**Extract**

=======

# Repop Delta Rocket Ray for $90 shipped?



## fordmike65 (Oct 10, 2012)

Has anyone tried one of these? They seem to be the same as the ones priced at $195. The seller says he has several for sale. Wanted to get some feedback on quality before i pick one up. Thanks.

http://www.ebay.com/itm/150919997354?ssPageName=STRK:MEWAX:IT&_trksid=p3984.m1423.l2649


----------



## SJ_BIKER (Oct 11, 2012)

*Nice repop*

If these are the same ones i picked up a while back....outside looks great....tray is flimsy and i remember seeing parts of it glued with a silicon glue...watch out...ask to see picks of the inside and ask if parts are glued...og one never needed to be glued....but if you just want the looks then get it....otherwise it lights up, but its flimsy inside


----------



## Blueschwinns (Oct 15, 2012)

*Delta Rocket Ray*



fordmike65 said:


> Has anyone tried one of these? They seem to be the same as the ones priced at $195. The seller says he has several for sale. Wanted to get some feedback on quality before i pick one up. Thanks.
> 
> Over the past two years I have purchased three of them from this seller. They have all been excellent. He is very easy to do business with.


----------



## Kscheel (Oct 16, 2012)

Why haven't these lights been more widely marketed? It seems only two sellers on ebay have them but nobody else. Who is even reproducing them? It seems like they would sell like hotcakes given that rocket rays were used for so long on so many Schwinn bikes.


----------



## scrubbinrims (Oct 16, 2012)

Why would there be a need to repop something that is abundant?
I never understood that... weekly there is a real rocket ray for sale on ebay it seems and the price is approximate or less than a repop...and an original certainly holds value better.
Chris


----------



## Kscheel (Oct 16, 2012)

The original rocket rays I see that are in perfect NOS condition don't seem all that common or all that affordable. The market for repops is driven by affordability usually. Personally I wouldn't mind spending $90 on a repop that externally is very, very good as opposed to $200+ for an original in comparable condition. Most of the rocket rays I've seen on ebay are only in fair condition and generally have poor condition chrome, they seem to sell for about $50-75 and still need restoration.

I agree original is always better but, to get the chrome redone, a new lens and bulb, and to rehab the light body, and your time and effort to do all that its easier and faster to just buy the repop. I don't mind doing the workmyself but, I know there are many that do.

Just a side thought, I wonder if it would be possible to transplant original rocket ray guts into the repop light body? Would all the holes line up?


----------



## fordmike65 (Oct 16, 2012)

Kscheel said:


> Just a side thought, I wonder if it would be possible to transplant original rocket ray guts into the repop light body? Would all the holes line up?




This taken from Ebay listing  "These are beautiful lights.  They are so exact parts can be swapped with the originals!"

I've never had a real one or one of these repops, so I don't know how true this statement is...


----------

=======

**Listing**
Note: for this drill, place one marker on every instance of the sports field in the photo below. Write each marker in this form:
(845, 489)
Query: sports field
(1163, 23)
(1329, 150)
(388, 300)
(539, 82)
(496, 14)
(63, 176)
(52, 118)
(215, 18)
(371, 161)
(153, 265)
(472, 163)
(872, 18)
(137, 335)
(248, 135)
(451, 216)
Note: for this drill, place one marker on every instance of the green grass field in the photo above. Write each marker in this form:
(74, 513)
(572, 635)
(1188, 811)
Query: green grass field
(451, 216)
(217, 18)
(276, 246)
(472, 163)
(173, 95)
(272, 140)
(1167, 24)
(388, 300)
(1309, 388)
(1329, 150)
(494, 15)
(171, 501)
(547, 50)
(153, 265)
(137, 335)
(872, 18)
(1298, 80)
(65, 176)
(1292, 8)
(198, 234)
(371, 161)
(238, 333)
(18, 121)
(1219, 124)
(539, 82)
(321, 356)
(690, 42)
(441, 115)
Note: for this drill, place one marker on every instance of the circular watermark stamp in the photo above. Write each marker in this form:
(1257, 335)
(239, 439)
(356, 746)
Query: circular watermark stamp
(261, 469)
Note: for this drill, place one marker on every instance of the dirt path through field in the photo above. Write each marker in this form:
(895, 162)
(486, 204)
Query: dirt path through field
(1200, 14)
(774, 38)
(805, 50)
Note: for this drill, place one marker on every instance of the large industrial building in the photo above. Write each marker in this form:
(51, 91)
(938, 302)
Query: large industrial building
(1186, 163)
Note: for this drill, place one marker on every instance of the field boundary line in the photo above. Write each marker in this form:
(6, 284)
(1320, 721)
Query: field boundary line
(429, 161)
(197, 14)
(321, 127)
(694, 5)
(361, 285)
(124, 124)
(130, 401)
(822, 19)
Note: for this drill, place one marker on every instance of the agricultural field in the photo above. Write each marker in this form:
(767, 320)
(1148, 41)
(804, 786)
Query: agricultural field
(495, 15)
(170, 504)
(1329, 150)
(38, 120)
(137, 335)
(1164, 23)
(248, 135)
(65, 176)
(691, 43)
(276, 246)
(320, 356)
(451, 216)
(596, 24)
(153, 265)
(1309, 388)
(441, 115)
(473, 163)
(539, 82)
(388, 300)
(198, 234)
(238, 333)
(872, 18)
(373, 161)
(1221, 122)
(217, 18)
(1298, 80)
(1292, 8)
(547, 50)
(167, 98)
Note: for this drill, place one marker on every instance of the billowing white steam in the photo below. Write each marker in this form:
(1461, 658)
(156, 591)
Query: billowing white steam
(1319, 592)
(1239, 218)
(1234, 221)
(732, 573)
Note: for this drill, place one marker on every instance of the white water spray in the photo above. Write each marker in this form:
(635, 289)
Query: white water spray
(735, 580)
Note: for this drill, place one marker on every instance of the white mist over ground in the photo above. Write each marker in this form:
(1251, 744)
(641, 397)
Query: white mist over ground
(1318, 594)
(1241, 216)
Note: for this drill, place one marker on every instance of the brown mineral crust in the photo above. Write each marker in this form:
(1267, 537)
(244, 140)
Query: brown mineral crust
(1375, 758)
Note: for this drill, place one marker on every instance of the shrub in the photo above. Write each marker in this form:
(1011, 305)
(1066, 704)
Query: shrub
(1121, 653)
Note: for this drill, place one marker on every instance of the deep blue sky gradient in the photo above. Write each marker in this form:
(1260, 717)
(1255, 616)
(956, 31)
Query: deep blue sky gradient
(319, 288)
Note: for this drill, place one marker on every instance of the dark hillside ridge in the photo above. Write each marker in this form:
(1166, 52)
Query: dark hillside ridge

=======

**Jobs**
1. Name every forum user who posted in the Rocket Ray thread above, listing each only once.
2. Rewrite the Rocket Ray thread from "## fordmike65 (Oct 16, 2012)" up to and including "this statement is...", substituting "handsome" for "beautiful".

**Replies**
1. fordmike65, SJ_BIKER, Blueschwinns, Kscheel, scrubbinrims

2.
## fordmike65 (Oct 16, 2012)

Kscheel said:


> Just a side thought, I wonder if it would be possible to transplant original rocket ray guts into the repop light body? Would all the holes line up?




This taken from Ebay listing  "These are handsome lights.  They are so exact parts can be swapped with the originals!"

I've never had a real one or one of these repops, so I don't know how true this statement is...